AIM OF THE EXERCISE
In the forum thread of either-or choices, which option does Marilyn pick between eating and sleeping?

READING PASSAGE
__________________________________________________

Regular or diet (soda or tea drinks)


----------



## pattycake (May 16, 2010)

diet

eggs or oatmeal?


----------



## soulsurvivor (Jul 4, 2004)

eggs


hiking or 4 wheeling?


----------



## Delrio (Mar 11, 2007)

4 wheeling

cast iron or stainless steel?


----------



## Micheal (Jan 28, 2009)

cast iron

yoga or pilates


----------



## soulsurvivor (Jul 4, 2004)

yoga


apple sauce or apple juice?


----------



## Kris in MI (May 30, 2002)

apple sauce


cats or dogs?


----------



## CountryMom22 (Nov 27, 2014)

dogs

grapes or bananas?


----------



## Maura (Jun 6, 2004)

:nanner:

Pasture or Hay?


----------



## pattycake (May 16, 2010)

Hay

cable tv or no cable?


----------



## soulsurvivor (Jul 4, 2004)

no cable

eat or sleep?


----------



## Marilyn (Aug 2, 2006)

Sleep!

firm mattress or soft?


----------



## soulsurvivor (Jul 4, 2004)

firm mattress


piggy bank or shoebox?


----------



## pattycake (May 16, 2010)

piggy bank

Aspirin or Tylenol?


----------



## soulsurvivor (Jul 4, 2004)

Aspirin 


Valentine chocolates or Valentine flowers?


----------



## pattycake (May 16, 2010)

chocolates

Store brand foods or name brand?


----------



## soulsurvivor (Jul 4, 2004)

Name brand


sour cream or cream cheese?


----------



## Delrio (Mar 11, 2007)

cream cheese

Dwayne Johnson or Vin Diesel?


----------



## CountryMom22 (Nov 27, 2014)

Dwayne Johnson

Earnhardt or Gordon?


----------



## Delrio (Mar 11, 2007)

Earnhardt

cough or fever?


----------



## countrywife514 (Jan 26, 2015)

Fever

Mossy Oak or Real Tree?


----------



## CountryMom22 (Nov 27, 2014)

Real tree

Barbequed: Chicken or Pork?


----------



## soulsurvivor (Jul 4, 2004)

chicken


roller coaster or water slide?


----------



## Michael W. Smith (Jun 2, 2002)

Roller Coaster.

Burger King or McDonalds?


----------



## Delrio (Mar 11, 2007)

Burger King

internet news or TV news?


----------



## soulsurvivor (Jul 4, 2004)

internet news



skillet fried hamburger or grilled hambuger?


----------



## CountryMom22 (Nov 27, 2014)

grilled

roast beef or pork roast?


----------



## soulsurvivor (Jul 4, 2004)

roast beef


greens salad or fruit salad?

..................


----------



## pattycake (May 16, 2010)

green salad

rain or snow?


----------



## Delrio (Mar 11, 2007)

Rain

shingles or tin roof?


----------



## dizzy (Jun 25, 2013)

shingles

football or soccer?

__________________________________________________

SUPPLIED DATA
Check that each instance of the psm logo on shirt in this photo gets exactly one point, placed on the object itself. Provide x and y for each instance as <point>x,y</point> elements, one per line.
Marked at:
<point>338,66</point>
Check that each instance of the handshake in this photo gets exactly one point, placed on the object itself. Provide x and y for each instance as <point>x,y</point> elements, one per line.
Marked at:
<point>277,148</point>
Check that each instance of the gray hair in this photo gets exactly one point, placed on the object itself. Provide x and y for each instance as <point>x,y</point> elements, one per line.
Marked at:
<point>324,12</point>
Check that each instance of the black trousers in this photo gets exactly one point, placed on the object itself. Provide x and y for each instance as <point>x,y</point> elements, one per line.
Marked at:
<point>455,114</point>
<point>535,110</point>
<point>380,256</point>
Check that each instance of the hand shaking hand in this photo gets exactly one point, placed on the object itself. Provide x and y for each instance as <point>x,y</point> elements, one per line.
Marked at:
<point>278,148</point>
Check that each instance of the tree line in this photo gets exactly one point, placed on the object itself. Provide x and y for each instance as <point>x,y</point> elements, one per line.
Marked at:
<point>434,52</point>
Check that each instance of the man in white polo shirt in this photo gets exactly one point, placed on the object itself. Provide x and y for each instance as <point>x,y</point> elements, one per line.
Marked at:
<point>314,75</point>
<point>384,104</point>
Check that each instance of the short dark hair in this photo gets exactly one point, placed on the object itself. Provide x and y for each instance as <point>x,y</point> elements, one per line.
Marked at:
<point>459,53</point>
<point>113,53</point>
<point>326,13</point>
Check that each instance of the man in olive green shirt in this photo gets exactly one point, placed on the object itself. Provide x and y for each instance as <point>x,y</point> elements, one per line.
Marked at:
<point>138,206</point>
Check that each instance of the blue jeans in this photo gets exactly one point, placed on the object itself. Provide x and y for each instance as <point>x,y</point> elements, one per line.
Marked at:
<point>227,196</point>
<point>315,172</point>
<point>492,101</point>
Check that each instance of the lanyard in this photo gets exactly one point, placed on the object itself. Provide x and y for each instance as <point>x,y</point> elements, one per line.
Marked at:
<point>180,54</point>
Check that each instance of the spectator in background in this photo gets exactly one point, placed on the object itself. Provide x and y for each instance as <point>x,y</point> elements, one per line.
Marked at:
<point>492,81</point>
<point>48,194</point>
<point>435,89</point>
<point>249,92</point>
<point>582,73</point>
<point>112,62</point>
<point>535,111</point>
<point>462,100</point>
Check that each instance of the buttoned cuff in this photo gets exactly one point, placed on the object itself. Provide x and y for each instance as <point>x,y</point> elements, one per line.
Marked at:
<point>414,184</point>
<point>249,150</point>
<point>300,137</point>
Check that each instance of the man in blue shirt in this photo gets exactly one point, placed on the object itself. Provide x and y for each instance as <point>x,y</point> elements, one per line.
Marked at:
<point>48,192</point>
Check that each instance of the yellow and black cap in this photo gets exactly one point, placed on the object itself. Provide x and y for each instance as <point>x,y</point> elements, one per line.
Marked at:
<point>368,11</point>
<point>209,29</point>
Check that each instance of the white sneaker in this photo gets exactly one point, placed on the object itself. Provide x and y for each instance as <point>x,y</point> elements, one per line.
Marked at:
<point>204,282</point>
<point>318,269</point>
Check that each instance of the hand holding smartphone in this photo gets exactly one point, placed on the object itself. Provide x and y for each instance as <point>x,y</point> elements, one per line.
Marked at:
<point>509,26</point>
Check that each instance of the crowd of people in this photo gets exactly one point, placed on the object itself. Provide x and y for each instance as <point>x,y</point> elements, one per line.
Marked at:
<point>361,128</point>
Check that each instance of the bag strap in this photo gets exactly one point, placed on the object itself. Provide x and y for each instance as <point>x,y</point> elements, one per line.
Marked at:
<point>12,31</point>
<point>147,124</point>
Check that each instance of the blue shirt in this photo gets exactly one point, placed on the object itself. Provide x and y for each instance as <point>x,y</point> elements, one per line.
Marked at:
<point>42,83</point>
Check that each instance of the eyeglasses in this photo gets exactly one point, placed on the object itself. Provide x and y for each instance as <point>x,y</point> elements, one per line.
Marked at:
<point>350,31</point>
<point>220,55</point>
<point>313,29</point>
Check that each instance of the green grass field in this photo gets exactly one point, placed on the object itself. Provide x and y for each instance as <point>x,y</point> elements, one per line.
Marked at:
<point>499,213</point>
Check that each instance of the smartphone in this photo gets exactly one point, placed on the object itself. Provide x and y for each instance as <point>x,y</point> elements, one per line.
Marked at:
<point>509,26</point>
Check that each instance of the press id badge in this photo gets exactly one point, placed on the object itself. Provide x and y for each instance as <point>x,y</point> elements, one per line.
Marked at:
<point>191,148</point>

__________________________________________________

ANSWER TO THE EXERCISE
Sleep.